◆ Short task: Reproduce every one of the following entries verbatim, preserving each character and line break.

[Entries contained in a dataset]
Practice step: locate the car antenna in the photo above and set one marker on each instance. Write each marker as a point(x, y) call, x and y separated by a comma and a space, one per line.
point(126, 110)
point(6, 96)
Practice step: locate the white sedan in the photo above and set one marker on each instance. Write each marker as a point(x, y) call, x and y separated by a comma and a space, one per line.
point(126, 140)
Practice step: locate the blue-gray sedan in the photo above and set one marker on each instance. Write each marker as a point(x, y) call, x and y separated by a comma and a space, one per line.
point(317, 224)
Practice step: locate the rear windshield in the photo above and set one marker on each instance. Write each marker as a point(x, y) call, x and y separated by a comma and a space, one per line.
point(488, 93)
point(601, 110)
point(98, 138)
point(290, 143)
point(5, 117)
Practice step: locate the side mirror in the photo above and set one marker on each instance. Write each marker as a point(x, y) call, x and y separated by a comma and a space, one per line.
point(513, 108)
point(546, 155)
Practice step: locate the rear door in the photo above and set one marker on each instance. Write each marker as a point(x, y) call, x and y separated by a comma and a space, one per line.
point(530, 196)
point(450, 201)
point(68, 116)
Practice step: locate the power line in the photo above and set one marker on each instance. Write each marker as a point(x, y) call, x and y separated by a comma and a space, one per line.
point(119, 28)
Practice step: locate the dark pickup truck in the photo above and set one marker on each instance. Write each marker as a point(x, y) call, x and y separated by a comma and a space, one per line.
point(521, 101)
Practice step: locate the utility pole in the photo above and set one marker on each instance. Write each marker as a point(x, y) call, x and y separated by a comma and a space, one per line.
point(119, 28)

◆ The solution:
Practice step: locate the car antenna in the photo above and set one marker on each instance. Write each marker as a point(x, y) call, x and y separated by a comma and a space, one per line.
point(126, 110)
point(6, 96)
Practice step: locate the white sedan in the photo above and set one marker on each instance. Write each marker as a point(x, y) call, x and y separated by a comma and a space, one per line.
point(126, 140)
Practice step: locate the blue-gray sedan in the photo above and set one marker on each instance. Write each marker as a point(x, y) call, x and y separated by a comma and a space, one per line.
point(317, 224)
Practice step: locate the rear windshield in the photo above and set one marker on each instance. Write each marker as a point(x, y) call, x and y separated by a comma and a space, one per line.
point(488, 93)
point(601, 110)
point(98, 138)
point(290, 143)
point(5, 117)
Practice step: locate the side mirror in the photo above and set one marker on each instance. Write each marker as a point(x, y) call, x and y separated by a comma and a space, one per line.
point(513, 108)
point(546, 155)
Practice step: locate the rear door in the photo above and set one marker on each instance. Write each marker as a point(x, y) call, x and y separated by a comma and a space, one per line.
point(530, 196)
point(450, 201)
point(68, 116)
Practice step: locate the power line in the photo above and set one marker on each instance. Write each marker as a point(x, y) call, x and y separated by a comma and a space, one per line.
point(119, 28)
Practice step: locate the dark pickup truck in the photo above and set one marker on each instance. Write each marker as a point(x, y) call, x and y separated by a comma and a space, one per line.
point(521, 101)
Practice step: locate the utility pole in the photo above and set one marker on each instance. Write each marker as a point(x, y) call, x and y separated by a comma and a space, one per line.
point(119, 28)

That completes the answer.